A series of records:
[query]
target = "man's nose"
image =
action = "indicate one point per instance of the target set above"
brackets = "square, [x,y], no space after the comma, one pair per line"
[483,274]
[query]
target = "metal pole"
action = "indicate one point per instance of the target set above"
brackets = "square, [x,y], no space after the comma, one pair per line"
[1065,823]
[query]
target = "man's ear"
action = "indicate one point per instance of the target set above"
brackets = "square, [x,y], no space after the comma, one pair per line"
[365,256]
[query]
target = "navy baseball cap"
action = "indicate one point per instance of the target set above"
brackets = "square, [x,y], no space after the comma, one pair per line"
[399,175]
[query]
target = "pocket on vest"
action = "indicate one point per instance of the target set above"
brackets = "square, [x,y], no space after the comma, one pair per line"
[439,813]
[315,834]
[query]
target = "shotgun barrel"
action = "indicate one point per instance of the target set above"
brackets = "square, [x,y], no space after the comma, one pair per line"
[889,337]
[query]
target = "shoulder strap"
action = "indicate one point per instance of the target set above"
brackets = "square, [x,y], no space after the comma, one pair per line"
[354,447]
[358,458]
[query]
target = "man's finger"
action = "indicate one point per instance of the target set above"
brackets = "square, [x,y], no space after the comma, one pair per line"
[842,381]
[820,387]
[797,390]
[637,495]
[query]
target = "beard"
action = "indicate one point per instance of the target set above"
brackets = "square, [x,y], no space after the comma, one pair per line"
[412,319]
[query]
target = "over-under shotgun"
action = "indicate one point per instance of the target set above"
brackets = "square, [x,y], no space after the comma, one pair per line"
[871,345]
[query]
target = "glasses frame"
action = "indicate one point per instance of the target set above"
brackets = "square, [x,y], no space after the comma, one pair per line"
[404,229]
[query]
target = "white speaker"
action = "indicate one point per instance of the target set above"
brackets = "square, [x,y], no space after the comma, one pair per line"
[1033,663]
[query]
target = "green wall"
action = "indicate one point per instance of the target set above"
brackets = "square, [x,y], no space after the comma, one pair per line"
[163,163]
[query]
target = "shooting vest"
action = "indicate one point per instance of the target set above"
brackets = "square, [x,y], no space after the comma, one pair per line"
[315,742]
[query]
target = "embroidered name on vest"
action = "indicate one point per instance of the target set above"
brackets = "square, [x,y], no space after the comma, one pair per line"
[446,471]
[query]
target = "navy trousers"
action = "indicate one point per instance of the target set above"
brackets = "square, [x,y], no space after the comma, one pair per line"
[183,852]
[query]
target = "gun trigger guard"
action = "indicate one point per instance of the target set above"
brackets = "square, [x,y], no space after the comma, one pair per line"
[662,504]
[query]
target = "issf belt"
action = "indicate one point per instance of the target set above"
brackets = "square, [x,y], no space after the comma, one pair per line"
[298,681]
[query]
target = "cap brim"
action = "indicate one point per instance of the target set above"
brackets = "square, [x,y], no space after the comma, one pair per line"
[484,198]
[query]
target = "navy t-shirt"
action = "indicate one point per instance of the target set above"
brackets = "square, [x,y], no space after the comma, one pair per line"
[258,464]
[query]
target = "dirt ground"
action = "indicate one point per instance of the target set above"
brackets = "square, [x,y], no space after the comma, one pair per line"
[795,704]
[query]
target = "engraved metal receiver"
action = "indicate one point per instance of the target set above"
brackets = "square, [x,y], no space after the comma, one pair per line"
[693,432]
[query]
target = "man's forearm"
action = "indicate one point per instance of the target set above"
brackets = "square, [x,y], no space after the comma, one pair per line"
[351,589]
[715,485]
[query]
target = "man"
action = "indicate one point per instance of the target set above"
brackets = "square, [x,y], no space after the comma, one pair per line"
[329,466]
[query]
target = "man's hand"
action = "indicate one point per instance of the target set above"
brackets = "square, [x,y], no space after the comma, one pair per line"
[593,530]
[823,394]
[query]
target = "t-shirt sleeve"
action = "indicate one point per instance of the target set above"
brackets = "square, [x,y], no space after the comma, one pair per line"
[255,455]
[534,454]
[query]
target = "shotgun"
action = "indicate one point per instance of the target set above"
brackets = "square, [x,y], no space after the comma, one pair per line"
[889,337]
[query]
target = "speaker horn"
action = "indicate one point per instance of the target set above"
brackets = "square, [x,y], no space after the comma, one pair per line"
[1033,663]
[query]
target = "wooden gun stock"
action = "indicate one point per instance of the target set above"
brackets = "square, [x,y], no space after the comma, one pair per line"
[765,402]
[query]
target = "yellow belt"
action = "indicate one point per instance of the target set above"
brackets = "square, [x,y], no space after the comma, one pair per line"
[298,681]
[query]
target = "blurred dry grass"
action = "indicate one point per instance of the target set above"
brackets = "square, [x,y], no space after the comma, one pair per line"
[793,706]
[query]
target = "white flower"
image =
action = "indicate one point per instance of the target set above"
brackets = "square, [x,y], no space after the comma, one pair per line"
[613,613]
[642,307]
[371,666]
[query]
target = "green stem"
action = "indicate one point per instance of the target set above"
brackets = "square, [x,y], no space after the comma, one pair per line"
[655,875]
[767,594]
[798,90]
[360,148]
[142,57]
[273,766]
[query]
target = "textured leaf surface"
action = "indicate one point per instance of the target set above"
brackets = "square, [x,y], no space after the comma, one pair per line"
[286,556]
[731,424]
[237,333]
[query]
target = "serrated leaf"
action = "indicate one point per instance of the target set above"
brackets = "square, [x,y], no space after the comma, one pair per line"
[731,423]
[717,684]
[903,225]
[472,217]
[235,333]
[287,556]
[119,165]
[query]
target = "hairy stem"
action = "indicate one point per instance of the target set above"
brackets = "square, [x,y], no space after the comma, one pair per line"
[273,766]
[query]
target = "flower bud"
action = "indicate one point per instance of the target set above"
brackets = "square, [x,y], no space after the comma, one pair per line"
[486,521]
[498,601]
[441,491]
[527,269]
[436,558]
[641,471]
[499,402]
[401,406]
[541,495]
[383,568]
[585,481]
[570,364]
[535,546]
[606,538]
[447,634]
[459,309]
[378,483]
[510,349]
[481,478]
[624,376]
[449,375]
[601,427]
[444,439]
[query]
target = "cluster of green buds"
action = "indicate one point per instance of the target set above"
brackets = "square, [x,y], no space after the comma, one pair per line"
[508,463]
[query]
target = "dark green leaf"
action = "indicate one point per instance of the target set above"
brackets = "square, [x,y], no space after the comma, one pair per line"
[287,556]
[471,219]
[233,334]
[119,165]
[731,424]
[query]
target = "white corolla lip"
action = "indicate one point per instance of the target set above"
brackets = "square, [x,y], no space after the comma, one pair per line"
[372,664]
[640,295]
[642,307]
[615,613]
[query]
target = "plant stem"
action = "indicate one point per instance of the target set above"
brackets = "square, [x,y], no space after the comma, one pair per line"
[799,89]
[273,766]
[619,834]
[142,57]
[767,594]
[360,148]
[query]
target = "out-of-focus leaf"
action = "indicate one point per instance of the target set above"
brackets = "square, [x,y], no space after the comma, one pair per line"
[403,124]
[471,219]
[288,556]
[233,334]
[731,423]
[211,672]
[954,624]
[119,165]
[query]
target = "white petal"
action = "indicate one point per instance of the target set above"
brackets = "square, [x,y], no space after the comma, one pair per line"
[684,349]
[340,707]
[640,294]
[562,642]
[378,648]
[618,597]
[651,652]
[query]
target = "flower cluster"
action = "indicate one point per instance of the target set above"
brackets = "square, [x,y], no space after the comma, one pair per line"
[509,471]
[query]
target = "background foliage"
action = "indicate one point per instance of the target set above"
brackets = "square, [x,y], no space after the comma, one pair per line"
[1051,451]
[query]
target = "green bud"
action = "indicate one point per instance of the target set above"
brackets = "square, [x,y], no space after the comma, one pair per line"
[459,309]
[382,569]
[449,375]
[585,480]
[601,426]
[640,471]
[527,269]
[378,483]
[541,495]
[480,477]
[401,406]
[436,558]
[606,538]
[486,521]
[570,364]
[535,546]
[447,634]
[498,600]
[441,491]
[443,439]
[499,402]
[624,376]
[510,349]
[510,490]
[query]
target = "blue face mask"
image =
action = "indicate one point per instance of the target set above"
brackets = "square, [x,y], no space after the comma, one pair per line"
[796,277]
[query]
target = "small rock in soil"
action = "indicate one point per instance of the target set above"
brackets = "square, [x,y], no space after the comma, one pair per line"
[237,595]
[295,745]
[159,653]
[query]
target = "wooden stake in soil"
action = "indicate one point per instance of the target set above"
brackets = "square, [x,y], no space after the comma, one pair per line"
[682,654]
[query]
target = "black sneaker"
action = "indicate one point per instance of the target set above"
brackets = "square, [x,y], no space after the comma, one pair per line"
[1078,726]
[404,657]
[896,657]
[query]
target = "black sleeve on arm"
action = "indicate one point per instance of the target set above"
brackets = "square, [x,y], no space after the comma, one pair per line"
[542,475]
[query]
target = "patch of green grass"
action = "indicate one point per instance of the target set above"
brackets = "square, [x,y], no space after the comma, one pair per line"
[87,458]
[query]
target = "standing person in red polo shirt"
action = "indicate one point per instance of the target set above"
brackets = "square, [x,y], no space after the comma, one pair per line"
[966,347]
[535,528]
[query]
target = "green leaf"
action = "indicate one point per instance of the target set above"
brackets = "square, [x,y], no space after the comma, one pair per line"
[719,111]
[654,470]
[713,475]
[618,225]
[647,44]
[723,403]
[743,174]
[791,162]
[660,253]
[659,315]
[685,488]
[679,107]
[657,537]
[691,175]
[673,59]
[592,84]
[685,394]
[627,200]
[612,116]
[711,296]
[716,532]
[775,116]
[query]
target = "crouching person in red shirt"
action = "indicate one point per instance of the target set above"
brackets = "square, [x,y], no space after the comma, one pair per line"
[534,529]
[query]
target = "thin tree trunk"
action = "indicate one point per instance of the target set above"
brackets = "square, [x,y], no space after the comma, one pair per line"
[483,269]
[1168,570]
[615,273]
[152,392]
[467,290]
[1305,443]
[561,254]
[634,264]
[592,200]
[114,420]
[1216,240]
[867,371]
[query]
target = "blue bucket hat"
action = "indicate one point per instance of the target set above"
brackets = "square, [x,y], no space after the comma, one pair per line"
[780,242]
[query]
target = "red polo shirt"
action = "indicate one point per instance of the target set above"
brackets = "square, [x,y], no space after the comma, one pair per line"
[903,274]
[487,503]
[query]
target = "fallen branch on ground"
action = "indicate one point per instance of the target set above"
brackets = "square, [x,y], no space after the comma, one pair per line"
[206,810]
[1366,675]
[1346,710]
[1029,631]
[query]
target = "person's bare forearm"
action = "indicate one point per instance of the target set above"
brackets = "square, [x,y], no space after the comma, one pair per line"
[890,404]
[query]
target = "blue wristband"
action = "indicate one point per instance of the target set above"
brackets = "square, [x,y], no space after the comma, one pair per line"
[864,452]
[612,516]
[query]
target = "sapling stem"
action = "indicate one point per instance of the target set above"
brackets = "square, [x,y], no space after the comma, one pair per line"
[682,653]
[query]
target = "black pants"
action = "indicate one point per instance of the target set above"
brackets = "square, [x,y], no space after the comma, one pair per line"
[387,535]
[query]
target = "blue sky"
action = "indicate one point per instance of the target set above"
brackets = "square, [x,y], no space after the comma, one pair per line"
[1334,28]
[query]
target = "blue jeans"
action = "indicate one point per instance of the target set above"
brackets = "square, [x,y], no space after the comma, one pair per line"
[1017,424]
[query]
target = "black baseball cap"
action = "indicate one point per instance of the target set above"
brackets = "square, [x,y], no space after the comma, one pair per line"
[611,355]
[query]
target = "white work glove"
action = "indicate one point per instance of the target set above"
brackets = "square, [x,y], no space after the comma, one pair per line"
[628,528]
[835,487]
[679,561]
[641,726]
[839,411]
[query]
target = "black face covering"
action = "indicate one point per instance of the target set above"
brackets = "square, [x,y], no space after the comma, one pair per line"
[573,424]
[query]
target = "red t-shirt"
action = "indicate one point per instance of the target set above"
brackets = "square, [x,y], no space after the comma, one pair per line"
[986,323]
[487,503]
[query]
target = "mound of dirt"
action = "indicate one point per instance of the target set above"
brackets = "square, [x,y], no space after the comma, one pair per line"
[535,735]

### [TASK PROMPT]
List every line of the entries above that contains the word "polo", copying each line in full. Matches must have the same capitalization.

### [THE OUTPUT]
target = "standing person in red polo shirt"
target = "red polo shirt"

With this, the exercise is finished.